> **Задание 1**:
Укажите только число: сколько строк записей содержат строку «rough» с учетом регистра?

ЗРЕЛОСТЬ
(1929-1937 гг.)

В 30-е ГОДЫ оформление советской книги получило дальнейшее развитие. Мощным стимулом к расцвету всего советского искусства в те годы послужили решения партии и правительства по сплочению творческих сил на основе социалистического реализма. Большое внимание в этих постановлениях было уделено идейно-художественной стороне печатной продукции.

"Правда" выступила с осуждением формализма и безответственности в оформлении книг со стороны ряда художников. Развивалась деятельность специальных издательств со своим художественным лицом ("Academia", "Издательство Товарищества московских писателей" и другие).

Все это способствовало новому подъему книжной графики. В 1936 г. вышла книга О. Форш "Одеты камнем" с превосходными гравюрами Л. Хижинского, "История одного города" М. Е. Салтыкова-Щедрина с гравюрами С. Мочалова, "Моцарт и Сальери" А. С. Пушкина с гравюрами А. Кравченко; в тот же период выходят оформленные Е. Кибриком "Кола Брюньон" Ромена Роллана, "Тиль Уленшпигель" Шарля Костера, иллюстрации В. Дехтерева к рассказам Горького, К. Рудакова к новеллам Мопассана, В. Конашевича к "Фоме Гордееву" и другие.

В начале 30-х годов вышел ряд трудов по истории советской книжной графики, усилилось использование русского художественного наследия. Главными в это время были вопросы создания комплекса всей книги, а не только лица - обложки.

"Типичной особенностью оформления советской книги,- отмечал этот факт искусствовед Э. Голлербах, - сделалось за последнее время широкое применение издательского переплета. Такси заботы об украшении и вместе с тем сохранности книги не знала дореволюционная издательская практика" *).

В советской книге на первое место выдвинулись такие элементы, как фронтиспис, титул, переплет, суперобложка, заставки, концовки и буквицы. Усиленное внимание оформлению этих элементов книги отдавали ведущие художники центральных издательств Н. В. Ильин, Е. Е. Лансере, В. М. Конашевич, Б. Б. Титов, И. Ф. Рерберг, М. И. Пиков и другие.

Часто художники дополняли друг друга, выступая в творческом содружестве и распределяя при этом между собой различные элементы оформления книги.

В 1931 г. в издательстве "Молодая Гвардия" вышла в свет поэма В. Каменского "Пугачев" с иллюстрациями Н. П. Дмитревского, переплетом, титулом и буквицами Н. В. Ильина.

Записи коллекции:

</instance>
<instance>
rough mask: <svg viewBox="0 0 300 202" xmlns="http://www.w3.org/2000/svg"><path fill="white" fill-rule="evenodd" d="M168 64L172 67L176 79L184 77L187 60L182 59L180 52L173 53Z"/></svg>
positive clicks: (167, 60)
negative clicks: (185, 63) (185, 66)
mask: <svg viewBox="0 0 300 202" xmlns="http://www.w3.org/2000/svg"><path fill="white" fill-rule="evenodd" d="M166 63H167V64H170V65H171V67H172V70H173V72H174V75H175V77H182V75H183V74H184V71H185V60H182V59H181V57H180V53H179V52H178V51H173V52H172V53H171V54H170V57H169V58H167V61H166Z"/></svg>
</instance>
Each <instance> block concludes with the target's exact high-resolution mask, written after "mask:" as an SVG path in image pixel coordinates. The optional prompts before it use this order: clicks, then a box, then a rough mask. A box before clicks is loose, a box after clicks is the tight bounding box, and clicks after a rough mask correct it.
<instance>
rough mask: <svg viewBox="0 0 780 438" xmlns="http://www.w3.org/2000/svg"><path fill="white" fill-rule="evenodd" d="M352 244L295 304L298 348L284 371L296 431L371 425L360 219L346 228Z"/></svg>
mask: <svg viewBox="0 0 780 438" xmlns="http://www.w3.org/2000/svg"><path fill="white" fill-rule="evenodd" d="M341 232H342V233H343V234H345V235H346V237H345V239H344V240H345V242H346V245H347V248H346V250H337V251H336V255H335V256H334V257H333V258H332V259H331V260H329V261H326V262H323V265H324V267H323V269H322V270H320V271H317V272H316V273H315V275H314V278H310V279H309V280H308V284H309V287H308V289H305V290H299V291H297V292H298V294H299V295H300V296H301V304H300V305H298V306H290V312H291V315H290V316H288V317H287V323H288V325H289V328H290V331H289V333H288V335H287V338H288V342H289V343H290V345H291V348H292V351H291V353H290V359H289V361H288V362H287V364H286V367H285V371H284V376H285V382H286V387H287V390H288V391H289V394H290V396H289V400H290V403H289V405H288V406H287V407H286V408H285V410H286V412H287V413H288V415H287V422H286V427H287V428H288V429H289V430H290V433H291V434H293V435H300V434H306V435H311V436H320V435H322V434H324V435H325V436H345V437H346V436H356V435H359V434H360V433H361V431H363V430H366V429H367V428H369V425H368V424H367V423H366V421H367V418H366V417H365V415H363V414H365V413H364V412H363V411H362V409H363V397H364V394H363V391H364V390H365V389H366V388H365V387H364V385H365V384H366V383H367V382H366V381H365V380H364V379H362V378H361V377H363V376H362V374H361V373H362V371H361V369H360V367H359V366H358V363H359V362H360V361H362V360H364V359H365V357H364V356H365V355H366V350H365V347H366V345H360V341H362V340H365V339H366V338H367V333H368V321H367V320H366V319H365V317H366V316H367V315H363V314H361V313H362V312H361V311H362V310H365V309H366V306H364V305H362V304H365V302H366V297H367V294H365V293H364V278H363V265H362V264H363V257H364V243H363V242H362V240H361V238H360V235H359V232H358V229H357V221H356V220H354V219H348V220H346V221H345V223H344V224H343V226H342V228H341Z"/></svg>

> **Задание 2**:
Воспроизведите без изменений отрывок из текста об оформлении советской книги: начните со слов «В начале 30-х» и закончите словами «лица - обложки.».

> **Ответ 1**:
3

> **Ответ 2**:
В начале 30-х годов вышел ряд трудов по истории советской книжной графики, усилилось использование русского художественного наследия. Главными в это время были вопросы создания комплекса всей книги, а не только лица - обложки.